**Problems**
a) In the post about CIF files, what system do the _geom entries rely on?
b) Continue the post about CIF files from its final sentence, keeping its voice and subject.

Making changes to a structure indeed causes a train of things to be
changed accordingly to keep the crystal structure consistent.
So, long story short, it makes perfect sense to try to keep changes to
a submitted CIF to a minimum.

Steef

P.S. Speaking of _geom entries, I usually don't take too much interest
in these numbers, because they are relatively easy to calculate. In a
way, it is derived data, so what is the point of including it in the
CIF anyway?
Well, it does offer a great mechanism to see if a CIF file is
internally consistent.
The _geom entries rely on a system of referencing by atomic labels.
ADPs work in similar fashion and that's where I found that in a number
of entries the atomic labels are not unique.
So it isn't clear which _geom or ADP is actually being given. Like I
said, the _geom  is not all that important to me, because I just
calculate the numbers on the spot for a label in my structure viewer.

**Raw data**
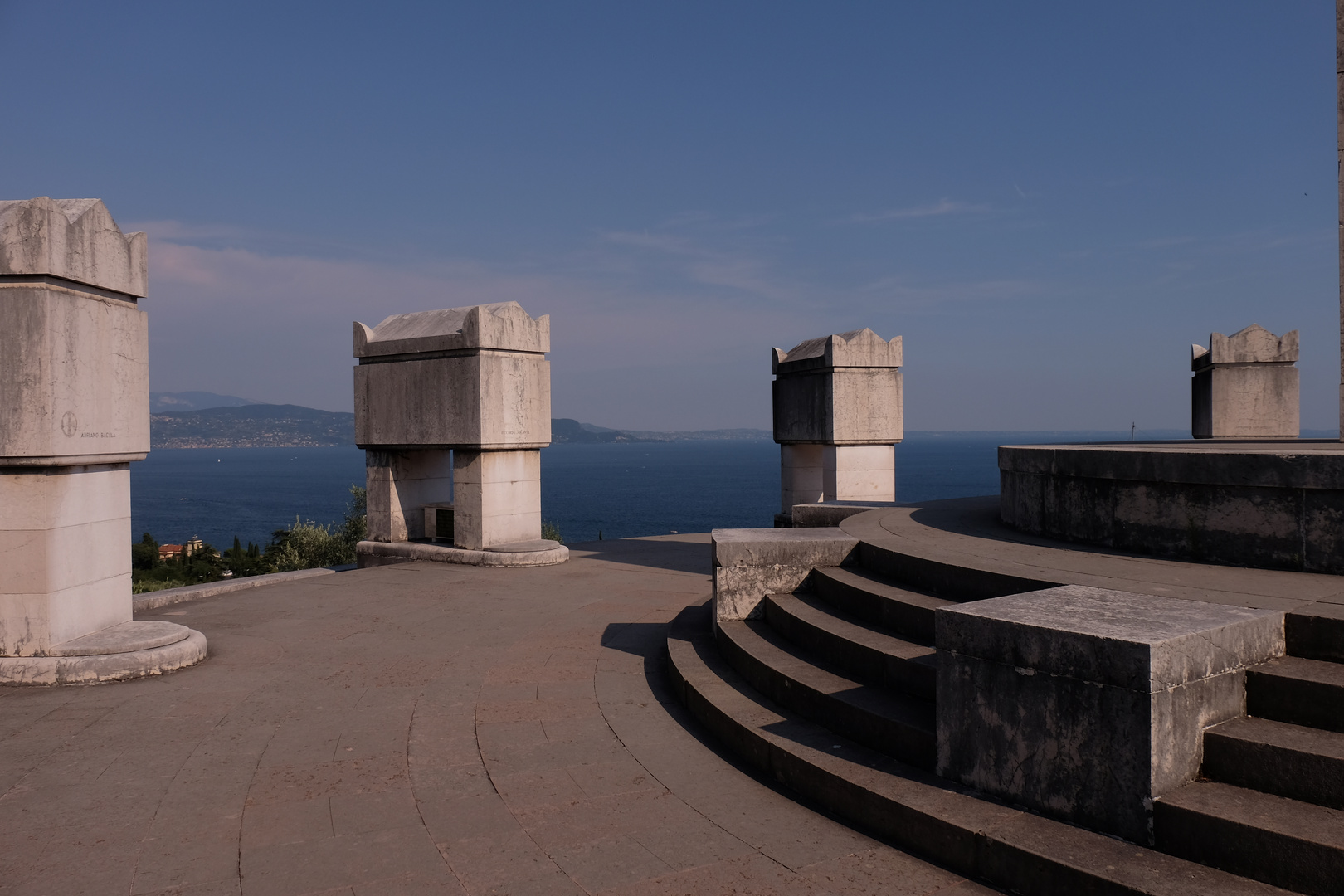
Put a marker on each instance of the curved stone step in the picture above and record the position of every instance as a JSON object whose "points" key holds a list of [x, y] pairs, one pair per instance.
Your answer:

**In response**
a) They rely on a system of referencing by atomic labels.

b)
But, the ADPs are a different story. Assigning the wrong ADP to an
atom is typically not going to give a huge difference when comparing
the calculated powder pattern for an organic structure, but I found it
can make a significant difference for the relative intensities of
inorganics. Enough so, that the relative intensities of the most
intense peaks are affected. And that, in turn, affects how the
structure is indexed for database matching. ICDD only looks at the 3
most intense peaks and I assume that most matching algorithms will
have such a limitation.
I flagged those cases, but the list is quite extensive and I need to
do some additional work to see how to handle those cases. I think the
pragmatic -- but formally incorrect -- approach is to assume that the
references follow the same order of appearance in the file. This can
be confirmed by recalculating the values and see which values match.
The correct solution is of course to rename the affected atoms to make
the labels unique, but given the diverse use of labeling systems, this
may not be feasible.





On Thu, Feb 23, 2023 at 9:49 AM Saulius Gražulis <grazulis at ibt.lt> wrote:
>
> Hi, Steef,
>
> On 2023-02-22 10:07, Steef Boerrigter wrote:
> > I have added a diff file of (today's) database entry with the fixed
> > version of the cif. The diff file includes my analysis of what went
> > wrong with the operators.
> > I am also including the fixed cif files.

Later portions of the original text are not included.